WHAT YOU NEED TO DO: Please write out the material between the line holding "# point at: shrub" and the end, inclusive, offsetting every coordinate by -57 and copying all other text unchanged. Omit the pictures.

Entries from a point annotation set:
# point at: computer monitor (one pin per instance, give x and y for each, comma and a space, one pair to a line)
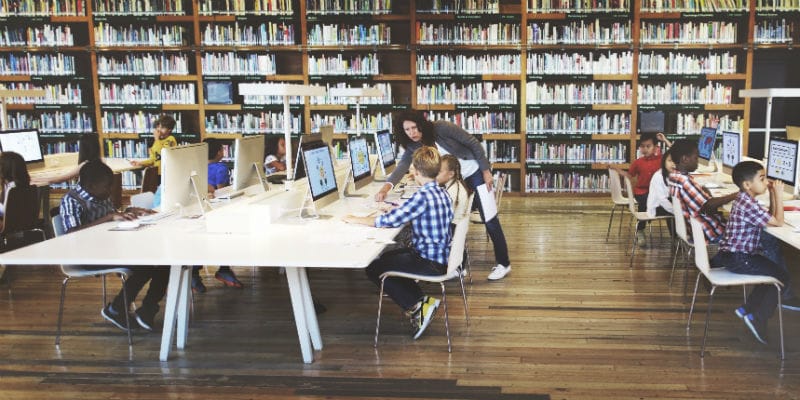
782, 160
705, 146
248, 157
25, 143
359, 161
320, 173
386, 159
731, 148
184, 176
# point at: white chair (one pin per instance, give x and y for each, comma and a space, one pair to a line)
453, 263
638, 216
723, 277
80, 271
619, 201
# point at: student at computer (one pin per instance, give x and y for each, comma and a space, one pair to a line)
412, 130
218, 177
162, 137
741, 247
430, 212
696, 201
88, 204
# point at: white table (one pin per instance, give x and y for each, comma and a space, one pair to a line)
182, 242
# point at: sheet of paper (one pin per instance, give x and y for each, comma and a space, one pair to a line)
487, 202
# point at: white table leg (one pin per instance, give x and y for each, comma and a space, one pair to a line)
173, 288
183, 307
311, 314
296, 294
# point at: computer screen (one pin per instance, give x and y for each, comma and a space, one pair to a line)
321, 175
731, 148
218, 92
248, 156
705, 146
184, 176
25, 143
782, 160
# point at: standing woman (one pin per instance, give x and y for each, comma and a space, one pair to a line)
412, 131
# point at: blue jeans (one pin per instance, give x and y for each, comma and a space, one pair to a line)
493, 227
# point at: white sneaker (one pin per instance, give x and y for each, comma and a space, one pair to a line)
499, 272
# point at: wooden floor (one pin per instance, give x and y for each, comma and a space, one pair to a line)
572, 321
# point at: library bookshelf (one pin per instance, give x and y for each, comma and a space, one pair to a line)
555, 89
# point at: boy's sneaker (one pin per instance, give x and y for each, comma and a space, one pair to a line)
499, 272
422, 318
116, 318
228, 278
758, 328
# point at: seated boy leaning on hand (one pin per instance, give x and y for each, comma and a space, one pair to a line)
430, 212
88, 204
742, 247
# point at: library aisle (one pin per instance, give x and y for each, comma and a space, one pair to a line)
571, 321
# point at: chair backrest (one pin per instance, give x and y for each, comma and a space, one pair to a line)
700, 250
680, 221
457, 244
22, 209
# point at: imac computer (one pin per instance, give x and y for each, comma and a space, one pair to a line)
25, 143
184, 177
386, 159
248, 157
361, 173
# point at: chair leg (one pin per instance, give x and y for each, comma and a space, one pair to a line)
378, 323
446, 322
708, 317
61, 310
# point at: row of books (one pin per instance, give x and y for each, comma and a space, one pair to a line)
45, 35
106, 34
339, 64
54, 93
37, 64
135, 121
138, 64
579, 93
576, 153
467, 93
349, 35
248, 123
468, 33
472, 64
235, 63
685, 93
689, 32
580, 63
562, 123
346, 123
244, 7
147, 93
580, 32
138, 7
688, 63
51, 122
41, 7
238, 34
480, 122
563, 182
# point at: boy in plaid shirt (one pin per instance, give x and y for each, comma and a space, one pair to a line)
743, 245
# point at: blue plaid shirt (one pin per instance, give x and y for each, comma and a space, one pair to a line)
747, 220
78, 207
430, 212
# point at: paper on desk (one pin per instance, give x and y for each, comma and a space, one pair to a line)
487, 202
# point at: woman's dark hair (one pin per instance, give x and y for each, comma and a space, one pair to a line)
13, 169
424, 126
88, 147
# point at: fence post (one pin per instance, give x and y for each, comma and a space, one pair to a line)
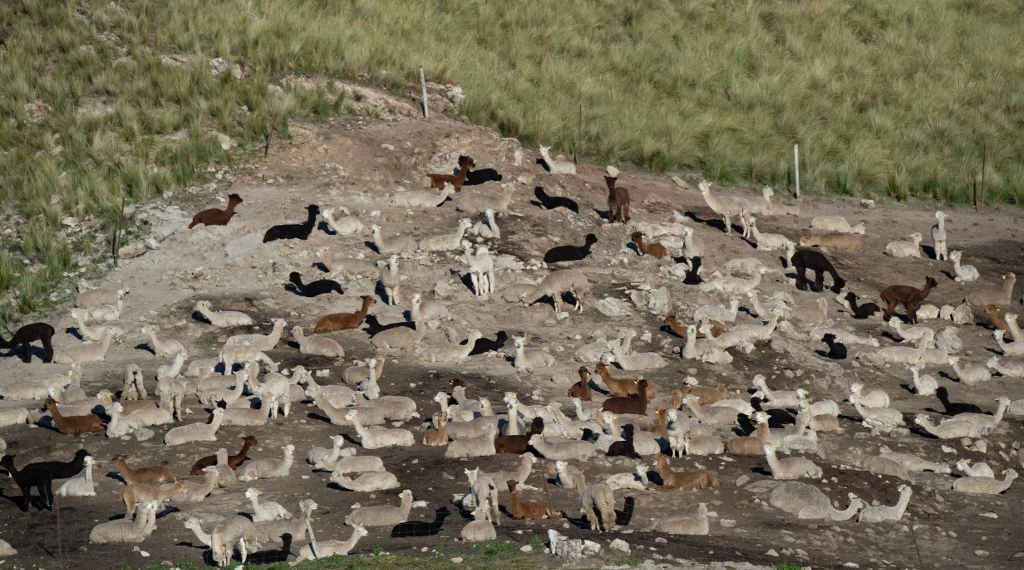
796, 166
423, 87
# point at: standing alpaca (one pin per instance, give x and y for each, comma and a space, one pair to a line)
27, 335
215, 216
909, 297
556, 166
939, 235
619, 199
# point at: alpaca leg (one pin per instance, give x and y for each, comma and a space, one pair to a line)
48, 348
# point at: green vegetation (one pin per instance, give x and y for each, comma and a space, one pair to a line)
102, 99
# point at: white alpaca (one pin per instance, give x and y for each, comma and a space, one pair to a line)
939, 236
556, 166
346, 225
910, 248
965, 273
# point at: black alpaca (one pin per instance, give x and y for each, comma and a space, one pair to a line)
809, 259
479, 176
552, 202
483, 346
313, 289
41, 476
837, 350
421, 528
861, 311
570, 253
952, 408
693, 275
625, 447
294, 231
28, 335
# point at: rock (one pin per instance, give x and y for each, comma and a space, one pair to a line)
240, 247
609, 306
132, 250
659, 302
219, 66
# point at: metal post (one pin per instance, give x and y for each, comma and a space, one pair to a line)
423, 86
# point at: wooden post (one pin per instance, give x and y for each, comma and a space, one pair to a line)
981, 192
796, 167
578, 151
423, 87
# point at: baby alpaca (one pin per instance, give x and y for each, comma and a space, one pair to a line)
320, 346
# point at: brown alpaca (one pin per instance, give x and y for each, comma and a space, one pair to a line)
708, 395
660, 424
145, 475
653, 250
457, 180
582, 389
344, 321
621, 387
233, 462
518, 444
619, 202
215, 216
636, 404
436, 437
909, 297
528, 511
995, 318
683, 480
74, 425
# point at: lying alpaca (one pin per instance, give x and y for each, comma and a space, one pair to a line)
570, 253
29, 334
313, 289
553, 202
215, 216
294, 231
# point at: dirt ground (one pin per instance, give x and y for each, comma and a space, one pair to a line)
358, 163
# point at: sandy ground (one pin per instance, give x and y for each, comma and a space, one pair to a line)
358, 164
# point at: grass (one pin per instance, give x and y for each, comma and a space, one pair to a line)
884, 96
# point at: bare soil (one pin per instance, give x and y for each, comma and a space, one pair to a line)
358, 163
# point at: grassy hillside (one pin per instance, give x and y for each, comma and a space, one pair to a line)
887, 96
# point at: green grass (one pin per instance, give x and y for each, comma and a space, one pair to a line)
885, 96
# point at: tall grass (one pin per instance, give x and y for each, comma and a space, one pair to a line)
886, 96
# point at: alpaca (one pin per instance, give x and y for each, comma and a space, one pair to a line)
556, 166
553, 202
939, 236
619, 199
313, 289
294, 231
570, 253
456, 180
215, 216
29, 334
344, 321
909, 297
803, 260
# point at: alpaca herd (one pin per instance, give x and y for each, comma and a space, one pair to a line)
621, 406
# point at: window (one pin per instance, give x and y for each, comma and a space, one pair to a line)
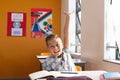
76, 43
112, 31
75, 24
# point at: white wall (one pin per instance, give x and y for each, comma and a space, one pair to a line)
93, 35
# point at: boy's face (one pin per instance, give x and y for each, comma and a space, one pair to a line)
55, 46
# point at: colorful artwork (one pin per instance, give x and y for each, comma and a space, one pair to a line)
41, 22
16, 25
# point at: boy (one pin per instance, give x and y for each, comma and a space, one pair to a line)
60, 59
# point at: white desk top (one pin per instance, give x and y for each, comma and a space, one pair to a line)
95, 74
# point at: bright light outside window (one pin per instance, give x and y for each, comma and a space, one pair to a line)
112, 30
77, 41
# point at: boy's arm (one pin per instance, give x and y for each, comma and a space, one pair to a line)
66, 29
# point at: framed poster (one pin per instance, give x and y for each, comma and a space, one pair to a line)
41, 22
16, 24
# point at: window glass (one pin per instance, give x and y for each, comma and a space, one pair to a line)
112, 30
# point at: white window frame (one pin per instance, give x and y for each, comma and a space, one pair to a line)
69, 6
110, 37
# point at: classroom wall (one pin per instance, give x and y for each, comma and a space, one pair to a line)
92, 43
18, 54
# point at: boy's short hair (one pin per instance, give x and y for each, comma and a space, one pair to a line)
50, 36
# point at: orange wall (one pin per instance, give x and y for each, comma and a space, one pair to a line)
92, 36
18, 54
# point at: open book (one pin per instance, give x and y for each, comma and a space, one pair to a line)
112, 75
43, 75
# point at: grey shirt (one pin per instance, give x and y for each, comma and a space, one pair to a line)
62, 63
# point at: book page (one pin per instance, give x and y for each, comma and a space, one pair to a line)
40, 74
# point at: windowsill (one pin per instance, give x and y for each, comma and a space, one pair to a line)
113, 61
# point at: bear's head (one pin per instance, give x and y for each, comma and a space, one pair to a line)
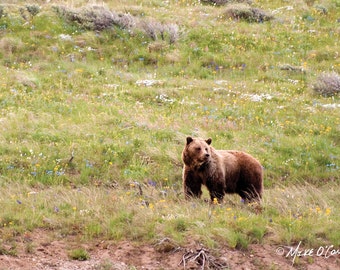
196, 152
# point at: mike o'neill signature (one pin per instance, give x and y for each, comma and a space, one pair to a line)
321, 251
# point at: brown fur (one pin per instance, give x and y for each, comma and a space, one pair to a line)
221, 171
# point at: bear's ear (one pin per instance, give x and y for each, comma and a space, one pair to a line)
189, 140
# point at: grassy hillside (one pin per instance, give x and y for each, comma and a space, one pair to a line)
96, 102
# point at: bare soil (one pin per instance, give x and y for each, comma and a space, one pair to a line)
44, 250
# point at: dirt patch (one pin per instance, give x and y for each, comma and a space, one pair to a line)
43, 250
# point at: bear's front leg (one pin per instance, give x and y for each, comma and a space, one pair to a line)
192, 185
216, 190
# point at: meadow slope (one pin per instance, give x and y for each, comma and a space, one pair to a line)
96, 101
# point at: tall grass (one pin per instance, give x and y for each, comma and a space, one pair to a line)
93, 122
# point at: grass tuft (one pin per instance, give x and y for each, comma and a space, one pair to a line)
327, 84
247, 13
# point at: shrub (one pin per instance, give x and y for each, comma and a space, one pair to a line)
327, 84
95, 17
247, 13
156, 30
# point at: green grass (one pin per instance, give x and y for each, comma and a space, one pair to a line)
87, 147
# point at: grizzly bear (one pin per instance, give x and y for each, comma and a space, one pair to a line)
221, 171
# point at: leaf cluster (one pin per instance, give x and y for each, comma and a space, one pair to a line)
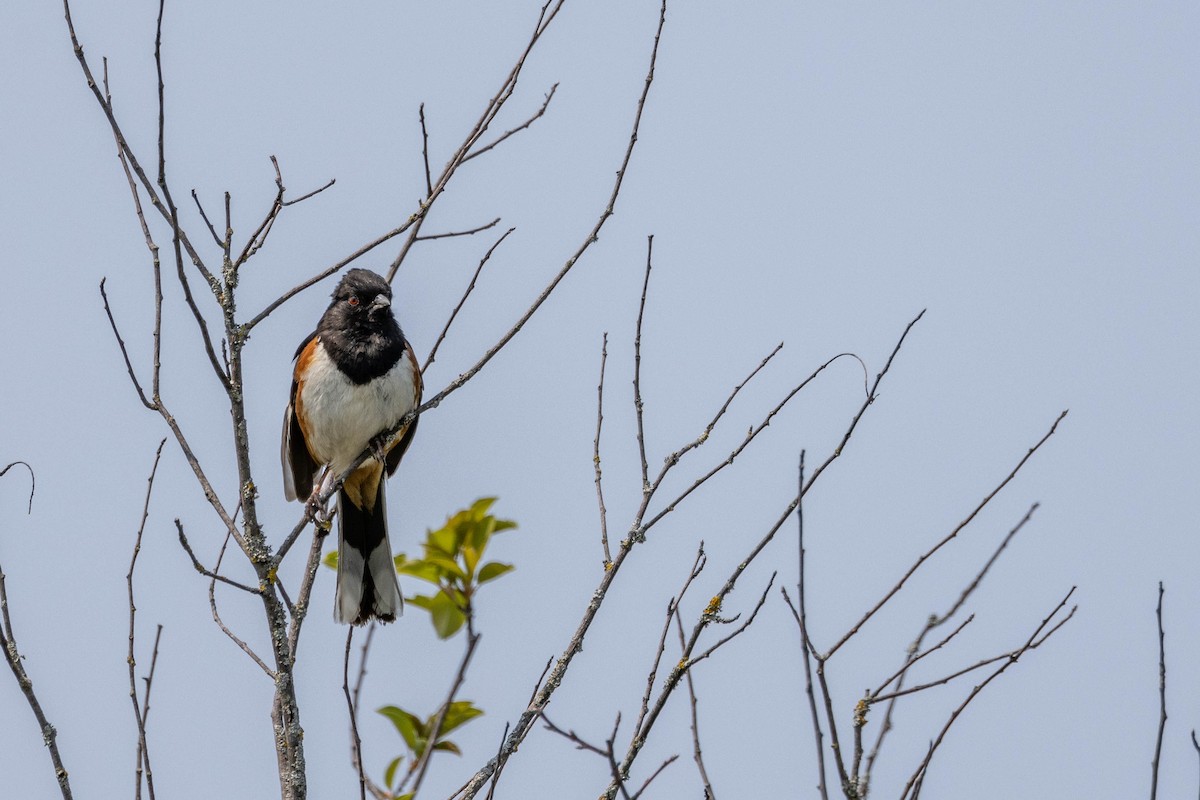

RESPONSE BELOW:
# point at: shrub (one pin per instance, give x and y for each, comma and a space, one pair to a line)
270, 27
38, -40
190, -44
99, -27
# point at: green grass (one pin per instance, give x and y for each, comma and a space, one pair to a line)
30, 90
# point at: grizzly bear (one pin per instance, give x and y for each, comma and a space, one pair to a line)
164, 114
# point at: leaf cluster (one pin per instance, give x and y for each, comma and a space, one pair to a line)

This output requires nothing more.